**What to do:** Taking the records below, count the lines in which "fingernail" appears and supply only the count.

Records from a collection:
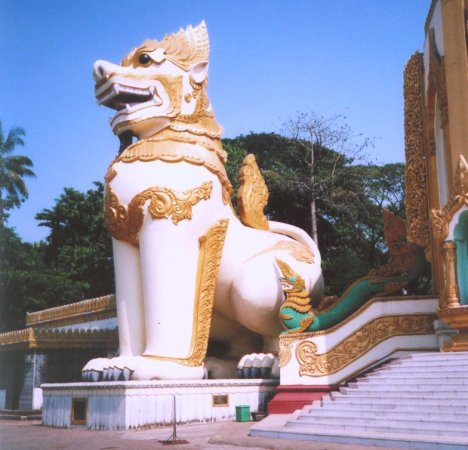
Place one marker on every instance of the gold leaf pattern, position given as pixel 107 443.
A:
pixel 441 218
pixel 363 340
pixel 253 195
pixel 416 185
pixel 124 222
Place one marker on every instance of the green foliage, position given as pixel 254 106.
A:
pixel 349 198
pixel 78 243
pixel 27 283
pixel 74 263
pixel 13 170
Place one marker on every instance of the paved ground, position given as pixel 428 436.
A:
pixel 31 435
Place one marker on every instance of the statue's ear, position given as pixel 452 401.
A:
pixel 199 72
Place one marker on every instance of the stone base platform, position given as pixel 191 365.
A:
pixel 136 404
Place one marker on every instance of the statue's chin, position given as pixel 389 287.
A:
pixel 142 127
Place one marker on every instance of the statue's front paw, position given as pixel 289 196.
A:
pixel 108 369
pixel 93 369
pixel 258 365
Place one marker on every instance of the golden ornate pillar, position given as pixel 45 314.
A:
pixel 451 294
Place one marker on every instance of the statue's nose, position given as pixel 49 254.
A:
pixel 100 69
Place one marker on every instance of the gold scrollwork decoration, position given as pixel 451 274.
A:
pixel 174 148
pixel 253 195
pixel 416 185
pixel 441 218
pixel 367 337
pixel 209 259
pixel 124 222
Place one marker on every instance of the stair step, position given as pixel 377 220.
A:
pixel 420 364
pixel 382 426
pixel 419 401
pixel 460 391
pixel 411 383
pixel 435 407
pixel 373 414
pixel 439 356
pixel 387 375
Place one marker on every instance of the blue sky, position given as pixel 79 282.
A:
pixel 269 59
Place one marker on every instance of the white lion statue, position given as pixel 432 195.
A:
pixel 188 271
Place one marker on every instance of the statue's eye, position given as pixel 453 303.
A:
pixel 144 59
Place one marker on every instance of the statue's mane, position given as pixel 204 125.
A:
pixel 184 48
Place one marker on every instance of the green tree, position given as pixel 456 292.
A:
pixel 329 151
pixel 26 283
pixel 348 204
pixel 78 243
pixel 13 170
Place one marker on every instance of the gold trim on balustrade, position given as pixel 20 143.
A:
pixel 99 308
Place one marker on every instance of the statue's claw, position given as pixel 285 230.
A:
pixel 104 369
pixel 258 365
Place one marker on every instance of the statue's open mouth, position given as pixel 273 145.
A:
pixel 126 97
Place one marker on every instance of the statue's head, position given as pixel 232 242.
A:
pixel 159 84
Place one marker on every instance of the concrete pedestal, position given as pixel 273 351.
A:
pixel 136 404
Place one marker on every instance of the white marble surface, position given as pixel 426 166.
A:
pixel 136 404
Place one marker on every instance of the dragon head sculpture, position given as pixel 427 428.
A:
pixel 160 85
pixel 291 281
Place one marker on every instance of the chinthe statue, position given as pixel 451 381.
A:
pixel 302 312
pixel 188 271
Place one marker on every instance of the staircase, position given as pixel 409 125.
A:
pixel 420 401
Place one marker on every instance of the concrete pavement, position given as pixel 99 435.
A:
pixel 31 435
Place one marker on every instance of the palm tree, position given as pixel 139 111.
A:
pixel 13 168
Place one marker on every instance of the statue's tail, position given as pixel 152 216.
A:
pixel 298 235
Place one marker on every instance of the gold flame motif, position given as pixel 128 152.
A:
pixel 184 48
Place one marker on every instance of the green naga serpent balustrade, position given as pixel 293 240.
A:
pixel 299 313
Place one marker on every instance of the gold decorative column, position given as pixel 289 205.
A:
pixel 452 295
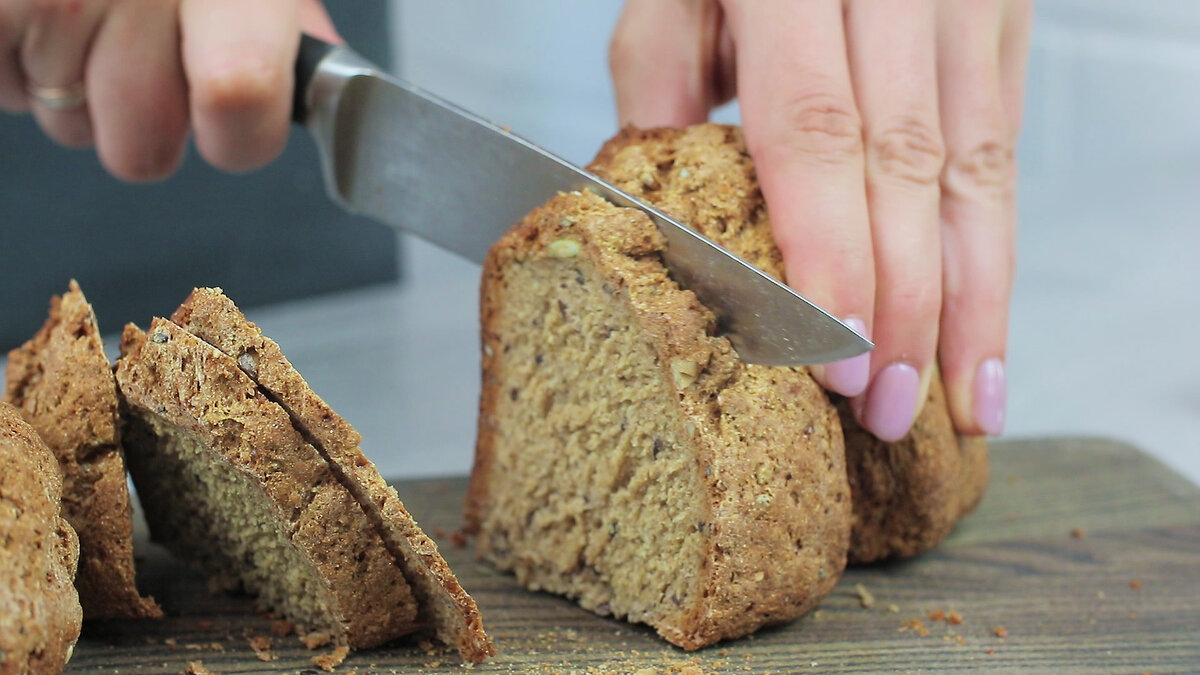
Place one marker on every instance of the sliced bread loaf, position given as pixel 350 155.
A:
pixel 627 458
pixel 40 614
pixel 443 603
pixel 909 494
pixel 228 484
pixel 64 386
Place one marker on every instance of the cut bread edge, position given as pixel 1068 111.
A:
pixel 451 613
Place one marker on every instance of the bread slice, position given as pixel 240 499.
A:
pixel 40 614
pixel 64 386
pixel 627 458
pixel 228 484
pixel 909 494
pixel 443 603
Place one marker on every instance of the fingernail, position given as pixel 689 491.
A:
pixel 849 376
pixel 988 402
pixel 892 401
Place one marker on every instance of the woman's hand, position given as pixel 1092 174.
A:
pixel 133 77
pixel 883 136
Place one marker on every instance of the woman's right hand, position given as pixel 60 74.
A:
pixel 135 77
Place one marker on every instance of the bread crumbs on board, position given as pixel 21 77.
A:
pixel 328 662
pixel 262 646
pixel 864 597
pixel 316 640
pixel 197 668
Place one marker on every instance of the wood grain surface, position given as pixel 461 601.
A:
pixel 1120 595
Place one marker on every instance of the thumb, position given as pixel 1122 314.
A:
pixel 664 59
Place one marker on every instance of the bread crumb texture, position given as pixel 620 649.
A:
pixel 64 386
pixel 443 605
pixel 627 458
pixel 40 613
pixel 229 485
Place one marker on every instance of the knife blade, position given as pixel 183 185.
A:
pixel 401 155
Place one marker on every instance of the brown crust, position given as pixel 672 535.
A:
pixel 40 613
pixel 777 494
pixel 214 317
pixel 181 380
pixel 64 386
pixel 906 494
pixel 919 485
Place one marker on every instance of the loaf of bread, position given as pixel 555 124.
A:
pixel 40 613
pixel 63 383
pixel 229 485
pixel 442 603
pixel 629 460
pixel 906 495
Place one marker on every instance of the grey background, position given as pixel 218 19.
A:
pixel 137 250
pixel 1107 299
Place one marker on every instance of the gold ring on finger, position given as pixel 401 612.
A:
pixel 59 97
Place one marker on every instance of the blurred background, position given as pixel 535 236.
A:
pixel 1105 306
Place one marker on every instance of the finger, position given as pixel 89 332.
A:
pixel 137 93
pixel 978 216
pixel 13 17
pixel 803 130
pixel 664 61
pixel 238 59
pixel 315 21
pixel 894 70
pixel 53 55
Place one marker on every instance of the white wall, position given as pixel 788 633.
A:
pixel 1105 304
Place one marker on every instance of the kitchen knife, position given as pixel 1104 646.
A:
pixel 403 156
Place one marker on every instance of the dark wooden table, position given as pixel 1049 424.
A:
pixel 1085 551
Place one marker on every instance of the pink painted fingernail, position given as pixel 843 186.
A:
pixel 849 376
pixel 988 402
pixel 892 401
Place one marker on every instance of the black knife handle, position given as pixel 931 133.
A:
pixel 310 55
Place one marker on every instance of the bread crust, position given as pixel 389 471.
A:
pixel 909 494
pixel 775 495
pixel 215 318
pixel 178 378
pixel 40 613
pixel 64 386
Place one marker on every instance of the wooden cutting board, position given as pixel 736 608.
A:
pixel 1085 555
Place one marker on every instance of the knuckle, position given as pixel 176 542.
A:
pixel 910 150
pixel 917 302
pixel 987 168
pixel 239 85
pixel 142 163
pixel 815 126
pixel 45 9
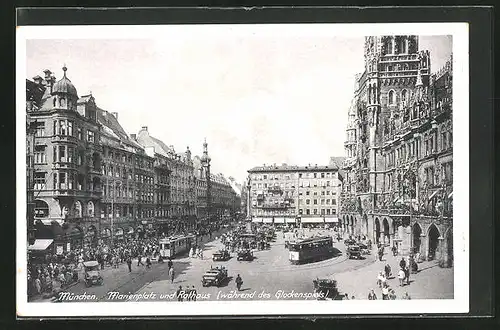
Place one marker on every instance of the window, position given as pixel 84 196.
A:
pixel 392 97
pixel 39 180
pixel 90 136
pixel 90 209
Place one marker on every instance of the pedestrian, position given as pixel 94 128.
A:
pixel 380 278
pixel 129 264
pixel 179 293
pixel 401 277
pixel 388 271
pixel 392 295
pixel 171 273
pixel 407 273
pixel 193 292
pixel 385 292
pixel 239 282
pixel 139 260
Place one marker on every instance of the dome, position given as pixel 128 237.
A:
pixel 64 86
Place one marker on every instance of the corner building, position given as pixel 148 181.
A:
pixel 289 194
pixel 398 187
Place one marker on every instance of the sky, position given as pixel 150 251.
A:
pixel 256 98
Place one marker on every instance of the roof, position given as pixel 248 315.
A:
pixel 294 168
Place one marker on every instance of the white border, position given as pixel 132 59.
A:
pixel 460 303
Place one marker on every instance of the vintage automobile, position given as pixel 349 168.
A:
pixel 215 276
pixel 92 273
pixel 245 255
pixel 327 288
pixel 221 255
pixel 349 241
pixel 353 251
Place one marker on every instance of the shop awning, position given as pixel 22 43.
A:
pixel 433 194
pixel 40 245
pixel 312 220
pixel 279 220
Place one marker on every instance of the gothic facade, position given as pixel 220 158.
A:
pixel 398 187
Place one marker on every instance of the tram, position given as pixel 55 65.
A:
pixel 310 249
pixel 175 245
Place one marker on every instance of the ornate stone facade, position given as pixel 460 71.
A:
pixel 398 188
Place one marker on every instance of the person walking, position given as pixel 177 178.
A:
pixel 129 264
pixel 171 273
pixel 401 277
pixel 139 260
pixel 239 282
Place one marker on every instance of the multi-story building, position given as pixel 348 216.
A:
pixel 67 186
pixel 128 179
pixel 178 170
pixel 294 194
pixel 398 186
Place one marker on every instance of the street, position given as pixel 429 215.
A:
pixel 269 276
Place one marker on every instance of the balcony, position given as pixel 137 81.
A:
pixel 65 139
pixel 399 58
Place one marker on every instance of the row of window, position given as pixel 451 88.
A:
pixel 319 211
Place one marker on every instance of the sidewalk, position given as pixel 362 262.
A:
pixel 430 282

**Answer space:** 2